説明

ネットワークにおけるデータ圧縮の効果を考慮したパス設定方法

【課題】データ圧縮・伸長機能を有するネットワーク機器がネットワークに含まれていても、そのデータ圧縮の効果を考慮してネットワークを適切に表現し、最適パスを設定可能にすること。
【解決手段】データ圧縮・伸長機能を有するネットワーク機器を含むノード14,15は、自ノードに接続されたリンク21,23の伝送遅延およびデータ圧縮処理による処理遅延の和を当該リンク21,23についての遅延として算出し、該遅延を当該リンク21,23のメトリックとする。ルータを含むノード11〜13は、自ノードに接続されたリンク21〜25の伝送遅延を当該リンクについての遅延として算出し、該遅延を当該リンク21〜25のメトリックとする。ノード11〜15は、各リンク21〜25のメトリックを共有し、該メトリックを元に最適パスを設定する。

【発明の詳細な説明】
【技術分野】
【0001】
本発明は、ネットワークにおけるデータ圧縮の効果を考慮したパス設定方法に関し、特に、WAN高速化装置などのデータ圧縮・伸長機能を有するネットワーク機器がネットワークに含まれていても、ネットワーク機器でのデータ圧縮の効果を考慮してネットワークを管理することができ、最適パスを設定することができるパス設定方法に関する。
【背景技術】
【0002】
従来のネットワークでは、ネットワークを構成する各リンクの帯域情報(空き帯域量)を元に最適パスを設定する。このために、ネットワーク内の各ノード(ルータ)は、自ノードに接続されている各リンクの帯域情報を求めて格納すると共に該帯域情報をネットワークに広告し、また、他ノードから広告された帯域情報を格納する。ネットワーク内の各ノードは、ネットワークの帯域情報を共有し、該帯域情報を元に最適パスを設定することができる。非特許文献1,2には、このようなネットワーク管理技術の標準化について記載されている。
--------------------------------------------------
■ **指示 1**:
下のレコードで、文字列「horn」を含む行を数えてください。答えはその数だけにしてください。

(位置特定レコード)
--------------------------------------------------
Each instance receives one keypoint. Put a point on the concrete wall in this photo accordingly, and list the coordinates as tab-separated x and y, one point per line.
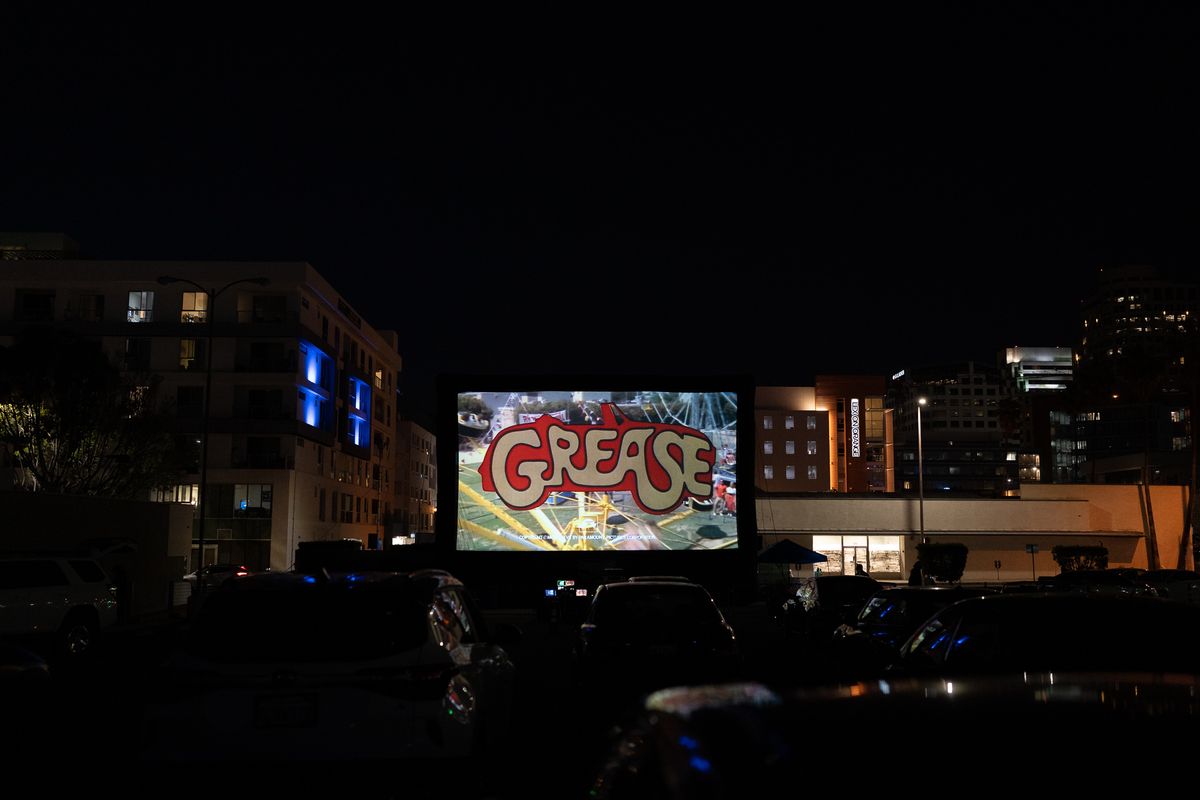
160	531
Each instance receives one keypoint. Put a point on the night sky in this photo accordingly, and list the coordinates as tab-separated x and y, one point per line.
784	196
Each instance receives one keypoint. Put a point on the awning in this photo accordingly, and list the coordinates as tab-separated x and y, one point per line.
789	552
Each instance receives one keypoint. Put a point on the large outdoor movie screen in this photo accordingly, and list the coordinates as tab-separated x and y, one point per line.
570	470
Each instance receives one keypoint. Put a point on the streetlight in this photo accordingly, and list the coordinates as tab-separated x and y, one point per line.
921	473
210	312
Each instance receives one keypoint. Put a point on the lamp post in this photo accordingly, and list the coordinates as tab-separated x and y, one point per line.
209	312
921	473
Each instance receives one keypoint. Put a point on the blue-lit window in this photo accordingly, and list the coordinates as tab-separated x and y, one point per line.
141	307
311	407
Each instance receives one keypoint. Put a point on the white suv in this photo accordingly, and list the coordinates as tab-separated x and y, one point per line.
69	597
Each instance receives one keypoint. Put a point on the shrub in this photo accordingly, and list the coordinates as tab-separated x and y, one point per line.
1073	558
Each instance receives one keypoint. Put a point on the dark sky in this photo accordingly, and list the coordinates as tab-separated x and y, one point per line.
779	196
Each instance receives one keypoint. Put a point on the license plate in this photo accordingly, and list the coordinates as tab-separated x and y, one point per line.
285	711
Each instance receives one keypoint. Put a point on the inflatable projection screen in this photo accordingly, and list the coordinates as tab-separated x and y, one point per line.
597	470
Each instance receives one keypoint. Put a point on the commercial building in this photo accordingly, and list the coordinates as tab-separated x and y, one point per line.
969	435
301	417
1006	539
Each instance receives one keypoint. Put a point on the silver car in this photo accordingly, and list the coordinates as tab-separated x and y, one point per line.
69	599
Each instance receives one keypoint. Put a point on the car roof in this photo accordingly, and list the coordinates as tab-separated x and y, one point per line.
421	579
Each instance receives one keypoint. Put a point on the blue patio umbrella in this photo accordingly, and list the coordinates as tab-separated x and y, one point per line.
785	551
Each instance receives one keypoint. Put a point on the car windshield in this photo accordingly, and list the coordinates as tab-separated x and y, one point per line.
900	609
309	623
645	605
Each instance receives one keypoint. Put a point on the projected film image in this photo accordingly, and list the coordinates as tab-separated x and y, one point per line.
562	470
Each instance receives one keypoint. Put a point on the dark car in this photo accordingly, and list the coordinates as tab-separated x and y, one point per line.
645	635
749	740
358	667
1182	585
217	573
1123	581
888	618
823	602
1056	632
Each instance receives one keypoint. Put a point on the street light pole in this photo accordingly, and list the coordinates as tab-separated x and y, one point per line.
921	473
210	314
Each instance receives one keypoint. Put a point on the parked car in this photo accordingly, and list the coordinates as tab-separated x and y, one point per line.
749	740
217	573
670	578
1175	584
643	635
888	618
823	602
64	599
1060	632
354	667
1125	581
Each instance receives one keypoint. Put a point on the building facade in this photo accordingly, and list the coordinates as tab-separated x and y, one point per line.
418	491
301	416
832	437
795	443
863	431
969	439
1006	539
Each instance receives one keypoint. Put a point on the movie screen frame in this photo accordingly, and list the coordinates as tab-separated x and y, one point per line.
678	441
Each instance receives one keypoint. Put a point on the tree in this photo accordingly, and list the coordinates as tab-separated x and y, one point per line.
73	425
942	560
1074	558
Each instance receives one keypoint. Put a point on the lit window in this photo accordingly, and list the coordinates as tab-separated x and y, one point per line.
191	354
141	307
195	308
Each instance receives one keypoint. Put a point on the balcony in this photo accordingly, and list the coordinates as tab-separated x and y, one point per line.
267	364
240	459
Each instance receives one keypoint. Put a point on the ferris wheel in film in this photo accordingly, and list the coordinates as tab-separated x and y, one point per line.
714	414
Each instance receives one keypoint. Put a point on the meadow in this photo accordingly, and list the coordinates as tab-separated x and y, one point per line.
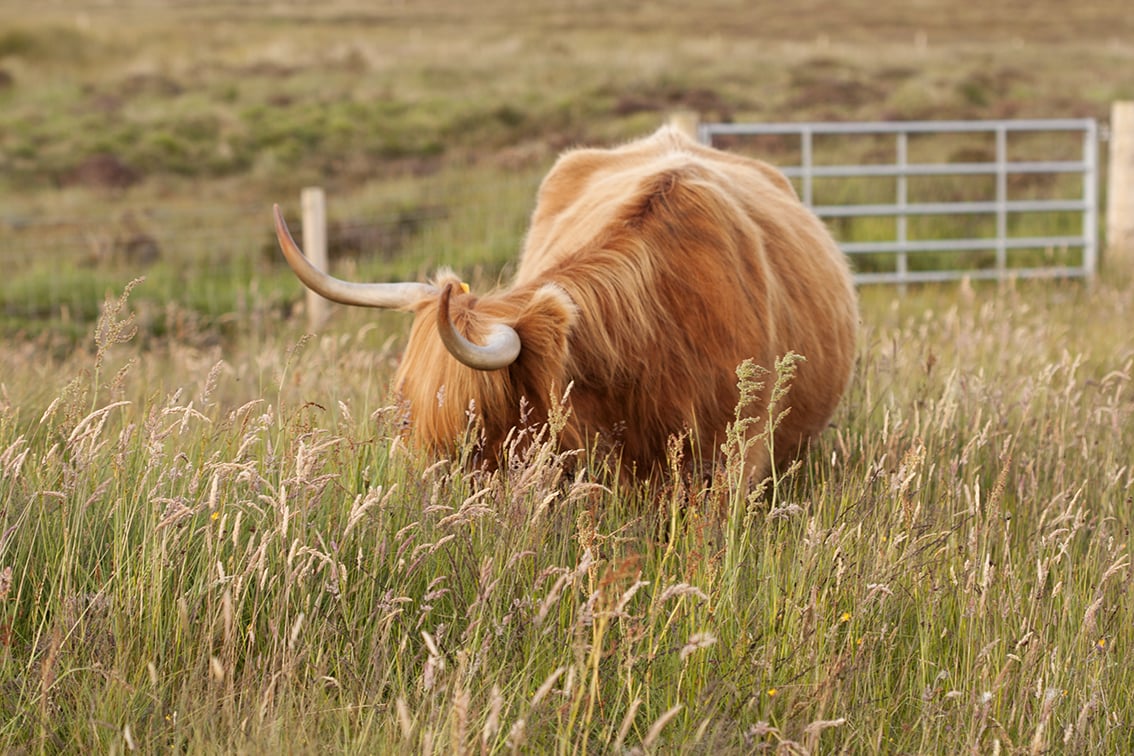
212	537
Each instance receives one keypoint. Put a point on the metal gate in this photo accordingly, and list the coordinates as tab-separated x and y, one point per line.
931	201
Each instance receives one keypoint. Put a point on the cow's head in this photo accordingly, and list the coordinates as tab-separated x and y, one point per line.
470	359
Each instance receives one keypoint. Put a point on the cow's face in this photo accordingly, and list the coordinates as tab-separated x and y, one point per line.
449	401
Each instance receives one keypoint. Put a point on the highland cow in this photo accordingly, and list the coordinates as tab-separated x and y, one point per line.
650	271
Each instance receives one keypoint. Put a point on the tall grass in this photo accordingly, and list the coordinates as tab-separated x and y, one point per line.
247	558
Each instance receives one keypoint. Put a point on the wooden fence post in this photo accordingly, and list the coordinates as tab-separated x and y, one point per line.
313	203
1120	187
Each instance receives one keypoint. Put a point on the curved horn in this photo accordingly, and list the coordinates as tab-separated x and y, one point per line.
501	349
396	296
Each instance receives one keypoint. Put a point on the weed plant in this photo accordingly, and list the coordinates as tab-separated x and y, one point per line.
248	558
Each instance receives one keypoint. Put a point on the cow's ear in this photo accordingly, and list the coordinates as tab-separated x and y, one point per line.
546	321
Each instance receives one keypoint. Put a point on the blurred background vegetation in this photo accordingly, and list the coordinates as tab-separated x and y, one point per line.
152	137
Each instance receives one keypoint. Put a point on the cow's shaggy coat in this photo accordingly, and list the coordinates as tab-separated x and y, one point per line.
649	273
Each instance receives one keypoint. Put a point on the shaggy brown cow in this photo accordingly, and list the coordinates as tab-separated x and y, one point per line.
649	273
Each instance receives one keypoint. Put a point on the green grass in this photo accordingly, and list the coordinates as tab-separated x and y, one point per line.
250	559
212	537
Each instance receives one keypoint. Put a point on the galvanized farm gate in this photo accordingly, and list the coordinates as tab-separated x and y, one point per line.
899	251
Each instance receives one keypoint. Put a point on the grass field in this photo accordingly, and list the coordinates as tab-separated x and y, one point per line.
211	538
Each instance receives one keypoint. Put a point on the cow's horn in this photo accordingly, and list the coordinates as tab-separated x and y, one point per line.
395	296
501	349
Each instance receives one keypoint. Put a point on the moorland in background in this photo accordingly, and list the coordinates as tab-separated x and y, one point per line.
213	540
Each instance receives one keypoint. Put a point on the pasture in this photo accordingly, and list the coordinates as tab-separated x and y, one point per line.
212	538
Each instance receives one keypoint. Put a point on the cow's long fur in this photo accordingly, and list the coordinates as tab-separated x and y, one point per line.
649	273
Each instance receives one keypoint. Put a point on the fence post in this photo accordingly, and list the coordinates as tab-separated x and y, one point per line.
1120	186
313	203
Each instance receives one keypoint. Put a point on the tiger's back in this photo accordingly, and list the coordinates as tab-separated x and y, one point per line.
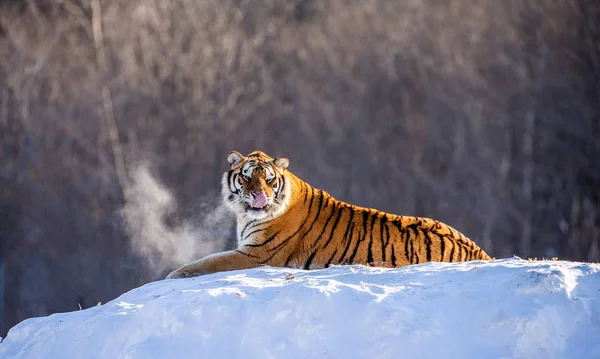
323	231
283	221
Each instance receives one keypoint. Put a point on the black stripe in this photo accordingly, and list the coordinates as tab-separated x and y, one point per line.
370	250
351	259
348	226
365	219
351	226
305	219
335	224
309	260
427	245
452	251
244	253
306	194
326	223
230	182
330	258
412	247
383	243
364	234
263	243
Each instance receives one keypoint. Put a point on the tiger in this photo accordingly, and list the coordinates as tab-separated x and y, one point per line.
282	221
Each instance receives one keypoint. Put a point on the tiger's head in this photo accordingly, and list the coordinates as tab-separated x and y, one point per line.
255	185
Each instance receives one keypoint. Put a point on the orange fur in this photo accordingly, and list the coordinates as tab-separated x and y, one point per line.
305	227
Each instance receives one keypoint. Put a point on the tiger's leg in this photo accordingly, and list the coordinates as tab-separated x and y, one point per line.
216	262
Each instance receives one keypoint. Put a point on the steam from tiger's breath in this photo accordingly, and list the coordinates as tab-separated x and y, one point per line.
147	207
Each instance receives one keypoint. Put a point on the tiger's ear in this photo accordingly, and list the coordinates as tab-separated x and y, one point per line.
234	158
282	162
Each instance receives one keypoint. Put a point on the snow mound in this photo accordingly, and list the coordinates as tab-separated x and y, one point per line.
508	308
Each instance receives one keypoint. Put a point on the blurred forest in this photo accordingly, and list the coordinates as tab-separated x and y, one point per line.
484	114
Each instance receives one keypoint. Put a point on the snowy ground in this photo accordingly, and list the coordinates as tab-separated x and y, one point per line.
502	309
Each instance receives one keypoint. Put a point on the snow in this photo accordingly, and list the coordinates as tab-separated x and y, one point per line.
508	308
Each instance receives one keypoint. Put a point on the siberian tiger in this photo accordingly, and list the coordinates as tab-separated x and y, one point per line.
282	221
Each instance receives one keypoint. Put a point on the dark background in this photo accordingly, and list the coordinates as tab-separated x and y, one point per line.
116	118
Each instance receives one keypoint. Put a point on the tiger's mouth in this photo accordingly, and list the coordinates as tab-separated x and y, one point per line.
249	208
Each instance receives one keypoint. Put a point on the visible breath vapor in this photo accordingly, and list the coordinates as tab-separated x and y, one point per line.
148	206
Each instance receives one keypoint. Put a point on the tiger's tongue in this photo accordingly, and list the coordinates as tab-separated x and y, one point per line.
260	200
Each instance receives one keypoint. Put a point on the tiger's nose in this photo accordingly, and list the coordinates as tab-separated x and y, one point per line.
260	199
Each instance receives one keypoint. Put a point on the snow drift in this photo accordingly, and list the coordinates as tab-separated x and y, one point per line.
499	309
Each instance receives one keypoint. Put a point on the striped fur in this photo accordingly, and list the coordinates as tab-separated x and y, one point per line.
304	227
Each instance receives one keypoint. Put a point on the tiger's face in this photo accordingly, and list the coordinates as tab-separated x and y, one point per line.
255	185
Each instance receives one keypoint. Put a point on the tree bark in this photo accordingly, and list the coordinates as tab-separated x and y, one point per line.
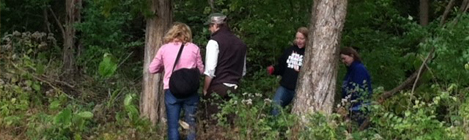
423	12
152	96
317	79
72	8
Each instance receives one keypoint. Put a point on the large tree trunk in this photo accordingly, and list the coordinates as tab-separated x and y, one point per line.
152	97
317	80
72	8
423	12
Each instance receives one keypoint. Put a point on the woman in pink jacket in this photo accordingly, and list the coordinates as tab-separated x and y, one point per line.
178	35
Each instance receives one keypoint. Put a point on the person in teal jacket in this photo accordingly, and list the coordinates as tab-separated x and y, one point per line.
356	86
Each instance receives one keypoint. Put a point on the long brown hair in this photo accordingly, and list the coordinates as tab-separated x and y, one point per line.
180	31
351	52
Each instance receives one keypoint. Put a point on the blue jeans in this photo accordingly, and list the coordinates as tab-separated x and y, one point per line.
173	109
282	98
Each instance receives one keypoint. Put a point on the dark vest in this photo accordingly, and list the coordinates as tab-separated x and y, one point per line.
232	52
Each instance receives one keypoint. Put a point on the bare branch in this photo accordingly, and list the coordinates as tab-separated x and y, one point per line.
62	30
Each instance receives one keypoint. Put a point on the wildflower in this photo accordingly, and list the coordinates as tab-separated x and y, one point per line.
258	94
248	101
267	100
16	33
36	35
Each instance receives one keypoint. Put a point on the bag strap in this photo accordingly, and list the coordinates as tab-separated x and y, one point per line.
179	55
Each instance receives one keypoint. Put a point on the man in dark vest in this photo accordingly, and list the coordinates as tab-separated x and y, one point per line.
225	64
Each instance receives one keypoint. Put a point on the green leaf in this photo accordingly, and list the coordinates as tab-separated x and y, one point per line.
40	69
107	67
128	99
36	87
54	105
77	136
86	114
64	117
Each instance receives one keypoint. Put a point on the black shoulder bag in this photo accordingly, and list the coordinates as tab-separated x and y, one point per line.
184	82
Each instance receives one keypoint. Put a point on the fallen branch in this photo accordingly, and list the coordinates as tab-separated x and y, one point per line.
43	80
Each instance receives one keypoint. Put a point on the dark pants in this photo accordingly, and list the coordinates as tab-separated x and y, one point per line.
212	102
282	98
173	109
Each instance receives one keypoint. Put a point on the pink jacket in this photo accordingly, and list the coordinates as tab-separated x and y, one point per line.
166	55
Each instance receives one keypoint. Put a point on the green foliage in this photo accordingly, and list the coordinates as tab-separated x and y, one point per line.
252	118
105	32
107	66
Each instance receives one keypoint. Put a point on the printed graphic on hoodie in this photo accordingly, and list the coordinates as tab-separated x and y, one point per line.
295	61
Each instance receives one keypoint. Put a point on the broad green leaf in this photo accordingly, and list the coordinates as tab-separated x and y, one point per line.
107	67
86	114
64	117
55	104
128	99
37	86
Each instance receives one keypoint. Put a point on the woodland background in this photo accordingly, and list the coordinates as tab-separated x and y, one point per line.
73	69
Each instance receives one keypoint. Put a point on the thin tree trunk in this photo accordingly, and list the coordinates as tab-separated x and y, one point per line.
152	97
464	6
46	20
72	8
423	12
317	80
447	10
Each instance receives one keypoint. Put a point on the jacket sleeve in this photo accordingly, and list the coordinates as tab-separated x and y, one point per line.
200	64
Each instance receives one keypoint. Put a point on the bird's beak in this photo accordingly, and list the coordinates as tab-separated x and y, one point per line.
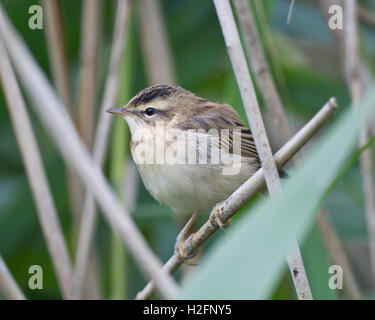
115	110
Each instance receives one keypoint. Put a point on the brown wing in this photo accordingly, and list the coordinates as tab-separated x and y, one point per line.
220	116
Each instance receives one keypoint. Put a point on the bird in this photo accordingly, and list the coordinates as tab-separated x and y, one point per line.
191	153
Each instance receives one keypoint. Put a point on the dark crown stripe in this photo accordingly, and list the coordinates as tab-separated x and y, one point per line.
150	93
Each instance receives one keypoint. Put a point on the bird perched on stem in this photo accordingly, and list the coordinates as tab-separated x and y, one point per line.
192	153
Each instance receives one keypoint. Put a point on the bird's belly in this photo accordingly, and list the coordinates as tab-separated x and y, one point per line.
187	188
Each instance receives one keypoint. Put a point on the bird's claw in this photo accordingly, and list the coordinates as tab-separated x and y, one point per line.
181	254
215	218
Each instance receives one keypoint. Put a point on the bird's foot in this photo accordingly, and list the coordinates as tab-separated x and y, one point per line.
215	218
181	239
182	255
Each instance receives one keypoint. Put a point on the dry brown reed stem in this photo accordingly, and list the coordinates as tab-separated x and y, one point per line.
337	255
57	51
248	190
8	286
102	134
155	46
90	32
62	131
58	62
239	65
46	209
356	88
274	107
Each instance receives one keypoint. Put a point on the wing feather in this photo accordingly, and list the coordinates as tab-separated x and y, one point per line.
220	116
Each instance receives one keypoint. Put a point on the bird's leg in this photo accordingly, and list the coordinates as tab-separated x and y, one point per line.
181	238
215	217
--------------------------------------------------
■ **指示 2**:
元の文書にある【】で囲まれた見出しのうち、番号ではなく語句でできているものを、すべて挙げてください。

■ **完全な解答 1**:
2

■ **完全な解答 2**:
課題、解決手段、発明の詳細な説明、技術分野、背景技術